### Work order:
Quote the lines below exactly, from the one that holds "of the forearm" through the final line of the records, and only those.

Records contained in a dataset:
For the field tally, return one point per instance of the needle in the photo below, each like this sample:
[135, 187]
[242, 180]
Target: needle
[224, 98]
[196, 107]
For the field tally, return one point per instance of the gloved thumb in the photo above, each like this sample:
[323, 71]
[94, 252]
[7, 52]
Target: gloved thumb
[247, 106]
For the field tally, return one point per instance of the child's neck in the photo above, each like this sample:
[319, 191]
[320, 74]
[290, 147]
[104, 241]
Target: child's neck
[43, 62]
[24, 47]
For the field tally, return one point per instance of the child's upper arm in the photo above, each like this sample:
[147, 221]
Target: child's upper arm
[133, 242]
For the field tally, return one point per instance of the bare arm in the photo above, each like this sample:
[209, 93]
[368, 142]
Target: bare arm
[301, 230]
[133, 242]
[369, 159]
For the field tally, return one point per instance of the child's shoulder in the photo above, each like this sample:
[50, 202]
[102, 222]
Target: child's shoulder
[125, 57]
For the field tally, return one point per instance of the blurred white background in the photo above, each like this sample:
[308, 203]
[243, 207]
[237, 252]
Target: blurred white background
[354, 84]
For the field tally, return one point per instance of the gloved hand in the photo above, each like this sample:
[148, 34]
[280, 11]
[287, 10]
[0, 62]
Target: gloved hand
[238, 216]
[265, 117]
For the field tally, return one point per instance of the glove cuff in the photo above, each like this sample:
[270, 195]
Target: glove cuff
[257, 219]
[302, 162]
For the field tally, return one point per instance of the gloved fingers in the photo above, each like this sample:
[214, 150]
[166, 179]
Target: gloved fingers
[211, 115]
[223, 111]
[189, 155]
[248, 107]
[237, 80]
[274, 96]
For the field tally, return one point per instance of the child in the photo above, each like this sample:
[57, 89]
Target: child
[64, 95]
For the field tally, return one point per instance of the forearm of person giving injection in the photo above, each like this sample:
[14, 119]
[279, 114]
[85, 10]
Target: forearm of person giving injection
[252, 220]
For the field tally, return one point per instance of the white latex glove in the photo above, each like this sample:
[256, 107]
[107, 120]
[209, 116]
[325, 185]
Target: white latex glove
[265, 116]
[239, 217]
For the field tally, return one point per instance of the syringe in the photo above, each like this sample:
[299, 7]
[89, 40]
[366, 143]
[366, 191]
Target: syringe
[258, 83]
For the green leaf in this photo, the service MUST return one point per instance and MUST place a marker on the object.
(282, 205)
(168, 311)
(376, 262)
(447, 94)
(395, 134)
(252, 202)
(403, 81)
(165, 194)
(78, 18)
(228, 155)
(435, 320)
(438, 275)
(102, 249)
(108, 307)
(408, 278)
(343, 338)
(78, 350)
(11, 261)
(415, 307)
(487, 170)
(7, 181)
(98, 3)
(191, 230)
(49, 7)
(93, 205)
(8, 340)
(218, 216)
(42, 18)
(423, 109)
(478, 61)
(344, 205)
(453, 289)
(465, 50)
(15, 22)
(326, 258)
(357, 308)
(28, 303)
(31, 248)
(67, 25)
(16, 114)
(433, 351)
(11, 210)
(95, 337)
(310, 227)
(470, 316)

### Exercise answer:
For the field tally, return one point per instance of the forearm of person giving injection in the photo above, each like this sample:
[14, 119]
[279, 114]
[85, 10]
Target: forearm of person giving injection
[252, 220]
For the field tally, return one point per instance of the white latex glove in the photo above, each like this sample:
[256, 107]
[107, 120]
[209, 116]
[325, 185]
Target: white latex glove
[265, 116]
[239, 217]
For the field tally, return one point per instance of the syringe in the photo above, each like this sample:
[299, 7]
[89, 40]
[366, 143]
[366, 191]
Target: syringe
[258, 83]
For the green leaf in this photo, the service MUST return one point per instance and MUST place a marker on the object.
(282, 205)
(168, 311)
(376, 262)
(447, 94)
(395, 134)
(252, 202)
(403, 81)
(165, 194)
(78, 18)
(228, 155)
(435, 320)
(438, 275)
(102, 249)
(108, 307)
(408, 278)
(343, 338)
(78, 350)
(11, 261)
(415, 307)
(487, 170)
(7, 181)
(98, 3)
(191, 230)
(49, 7)
(93, 205)
(8, 340)
(218, 216)
(42, 18)
(423, 109)
(478, 61)
(344, 205)
(453, 289)
(465, 50)
(15, 22)
(326, 258)
(357, 308)
(28, 303)
(31, 248)
(67, 25)
(16, 114)
(433, 351)
(11, 210)
(95, 337)
(310, 227)
(470, 316)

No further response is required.